**Aim of the exercise:**
Write the next part of the lesson on building a trading agent dashboard, picking up right after its last line.

**Document segment:**
____

Welcome to Agents Academy

Module 02 · Foundations · ~18 min

Your dashboard.

By the end of this module, you’ll be watching your own agent on your phone, its reasoning, its tool calls, and a kill switch within thumb’s reach, before the agent that feeds the screen exists. The window you’ll trust an LLM with money through.

To get there, you’ll build the operator surface before the agent that fills it. Two templates, a one-page HTML panel and a Telegram bot, both pulling from the same seed NDJSON file so you see your first “trade” on your phone before any LLM has spoken. Every later module wires its output into one of these two surfaces; the dashboard is what makes the agent yours.

Quick answer

Why build a trading agent dashboard before the agent?

Building the dashboard first gives you an operator surface you trust before any LLM has spoken, because you verified it on seed data you wrote by hand; the agent then becomes a thing you watch, not a thing you debug after the fact. The module ships two surfaces over one source of truth, the agent.log.ndjson file on the Module 01 volume: a one-page HTML panel that tails it over Server-Sent Events with collapsible reasoning blocks, a kill-switch button, and an override field, and a Telegram bot that polls the same file and answers /status, /kill, /resume, and /override from your phone. Both are token-gated from the first deploy, and every later module pours real agent iterations into the same file these surfaces already render.

Templates and seed data are illustrative.

Section 01

Why dashboard, then bot.

____

Referring expression pointing data
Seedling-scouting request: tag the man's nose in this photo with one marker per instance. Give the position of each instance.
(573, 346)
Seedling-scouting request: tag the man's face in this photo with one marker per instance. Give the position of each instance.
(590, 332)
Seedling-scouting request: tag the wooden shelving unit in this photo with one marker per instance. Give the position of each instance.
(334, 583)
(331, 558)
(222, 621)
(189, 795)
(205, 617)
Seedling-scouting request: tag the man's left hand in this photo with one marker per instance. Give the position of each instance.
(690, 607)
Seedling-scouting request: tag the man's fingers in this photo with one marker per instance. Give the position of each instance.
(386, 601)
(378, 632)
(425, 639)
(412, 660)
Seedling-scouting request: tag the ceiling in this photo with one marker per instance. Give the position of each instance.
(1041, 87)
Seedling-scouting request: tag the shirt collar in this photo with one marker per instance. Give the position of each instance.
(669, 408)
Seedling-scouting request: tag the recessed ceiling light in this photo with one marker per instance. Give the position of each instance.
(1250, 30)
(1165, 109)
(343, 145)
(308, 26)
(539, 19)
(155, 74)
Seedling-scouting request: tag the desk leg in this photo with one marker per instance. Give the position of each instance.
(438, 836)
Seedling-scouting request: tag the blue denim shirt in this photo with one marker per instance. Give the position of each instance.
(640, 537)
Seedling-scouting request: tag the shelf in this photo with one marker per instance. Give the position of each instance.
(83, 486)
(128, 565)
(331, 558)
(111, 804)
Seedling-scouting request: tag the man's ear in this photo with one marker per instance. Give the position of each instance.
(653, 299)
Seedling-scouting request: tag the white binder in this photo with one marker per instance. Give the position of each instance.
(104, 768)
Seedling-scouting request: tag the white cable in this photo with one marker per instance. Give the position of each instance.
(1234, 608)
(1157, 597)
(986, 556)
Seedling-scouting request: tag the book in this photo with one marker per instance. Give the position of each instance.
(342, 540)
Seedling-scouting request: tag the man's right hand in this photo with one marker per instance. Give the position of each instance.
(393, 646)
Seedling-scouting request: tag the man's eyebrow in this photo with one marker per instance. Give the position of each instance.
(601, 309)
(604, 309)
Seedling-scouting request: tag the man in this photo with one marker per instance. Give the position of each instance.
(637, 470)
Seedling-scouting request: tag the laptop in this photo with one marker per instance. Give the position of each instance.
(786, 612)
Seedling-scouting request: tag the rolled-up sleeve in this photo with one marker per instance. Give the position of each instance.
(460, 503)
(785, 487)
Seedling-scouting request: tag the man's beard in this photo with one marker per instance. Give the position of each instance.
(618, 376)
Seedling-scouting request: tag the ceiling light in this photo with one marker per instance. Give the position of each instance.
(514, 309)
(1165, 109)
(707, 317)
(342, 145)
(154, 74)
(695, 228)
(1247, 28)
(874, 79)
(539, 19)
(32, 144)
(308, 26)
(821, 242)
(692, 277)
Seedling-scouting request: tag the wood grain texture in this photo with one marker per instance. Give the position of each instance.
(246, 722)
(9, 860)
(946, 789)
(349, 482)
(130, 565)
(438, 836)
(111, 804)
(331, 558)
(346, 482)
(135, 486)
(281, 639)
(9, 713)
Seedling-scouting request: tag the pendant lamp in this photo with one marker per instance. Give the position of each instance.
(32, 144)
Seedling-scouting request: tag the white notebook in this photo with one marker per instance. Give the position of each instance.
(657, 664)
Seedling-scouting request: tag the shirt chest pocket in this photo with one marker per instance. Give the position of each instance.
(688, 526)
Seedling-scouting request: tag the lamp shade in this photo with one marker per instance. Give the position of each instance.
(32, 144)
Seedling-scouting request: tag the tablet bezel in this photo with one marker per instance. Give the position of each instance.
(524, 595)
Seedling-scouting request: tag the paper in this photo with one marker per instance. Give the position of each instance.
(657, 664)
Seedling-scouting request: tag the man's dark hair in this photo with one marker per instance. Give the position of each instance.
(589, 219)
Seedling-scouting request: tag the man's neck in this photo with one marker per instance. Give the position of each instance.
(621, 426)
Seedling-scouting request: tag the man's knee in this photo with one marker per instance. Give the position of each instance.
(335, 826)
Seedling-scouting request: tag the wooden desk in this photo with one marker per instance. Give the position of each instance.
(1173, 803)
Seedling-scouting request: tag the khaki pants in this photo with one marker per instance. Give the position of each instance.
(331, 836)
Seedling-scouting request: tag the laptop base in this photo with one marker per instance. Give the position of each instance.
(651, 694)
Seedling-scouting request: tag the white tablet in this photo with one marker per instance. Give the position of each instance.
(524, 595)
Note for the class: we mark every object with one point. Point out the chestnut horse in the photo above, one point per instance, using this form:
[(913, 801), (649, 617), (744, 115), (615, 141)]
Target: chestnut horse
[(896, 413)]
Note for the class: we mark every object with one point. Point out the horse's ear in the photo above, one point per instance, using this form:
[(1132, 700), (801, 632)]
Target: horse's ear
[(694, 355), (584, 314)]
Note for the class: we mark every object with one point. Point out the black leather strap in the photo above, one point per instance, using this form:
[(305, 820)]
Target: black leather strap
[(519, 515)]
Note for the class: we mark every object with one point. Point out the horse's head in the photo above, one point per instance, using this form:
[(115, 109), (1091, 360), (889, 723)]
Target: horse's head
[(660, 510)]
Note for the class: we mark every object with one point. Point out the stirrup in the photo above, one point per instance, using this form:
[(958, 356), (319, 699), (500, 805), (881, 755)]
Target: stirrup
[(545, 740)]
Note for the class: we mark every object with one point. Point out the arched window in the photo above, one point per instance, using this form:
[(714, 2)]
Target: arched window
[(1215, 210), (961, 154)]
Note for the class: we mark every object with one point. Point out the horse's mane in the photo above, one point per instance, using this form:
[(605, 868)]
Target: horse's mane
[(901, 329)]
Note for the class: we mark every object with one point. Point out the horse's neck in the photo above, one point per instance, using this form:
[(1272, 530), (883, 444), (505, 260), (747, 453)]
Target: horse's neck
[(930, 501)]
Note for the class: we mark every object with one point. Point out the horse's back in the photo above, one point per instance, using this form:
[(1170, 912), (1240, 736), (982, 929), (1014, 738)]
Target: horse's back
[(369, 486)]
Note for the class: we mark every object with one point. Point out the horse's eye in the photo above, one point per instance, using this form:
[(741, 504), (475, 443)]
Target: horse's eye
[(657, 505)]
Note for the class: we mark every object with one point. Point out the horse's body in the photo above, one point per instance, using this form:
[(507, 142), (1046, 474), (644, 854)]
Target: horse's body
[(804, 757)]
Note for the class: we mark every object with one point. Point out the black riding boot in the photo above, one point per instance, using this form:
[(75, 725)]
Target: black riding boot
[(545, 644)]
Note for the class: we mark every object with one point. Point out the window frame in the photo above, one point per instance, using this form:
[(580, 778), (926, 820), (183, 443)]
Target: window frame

____

**Answer box:**
The classic order, build the agent, then bolt monitoring on at the end, produces an agent you can’t see and a panel you don’t trust. Reversing it gives you the opposite: a panel you trust because you wrote it on something you can verify (seed data), and an agent you watch from the day it does its first useful thing. The bot becomes a thing you watch, not a thing you debug after the fact.

Two templates because the right surface depends on where you are. At your desk, the one-page HTML panel gives you the full reasoning view: collapsible iterations, prompt + tool calls + tool results, kill-switch button, override field. On your phone in line at the supermarket, the Telegram bot pings you when something interesting happens and gives you a one-tap way to halt the agent. Both read from the same NDJSON file; both work today on seed data; later modules pour real iterations through them.

Three things the dashboard must answer in under five seconds

  • What is the agent doing right now. Latest iteration, chosen action, timestamp.
  • Why did it just do what it did. Prompt, tool calls, tool results, in order.
  • How do I intervene without redeploying. Kill switch on, kill switch off, “stop scanning sports markets for the next hour.”

Section 02

Two surfaces, same architecture.

Every panel in this module reads from one file: $ACADEMY_DATA_DIR/agent.log.ndjson. The HTML panel tails it via Server-Sent Events; the Telegram bot polls it on a 5-second timer. Both are stateless on top, the file is the source of truth.

If you’re building a deterministic bot instead of an LLM agent, API Academy Module 02 is the sibling lesson, same architecture, different surface (positions instead of reasoning).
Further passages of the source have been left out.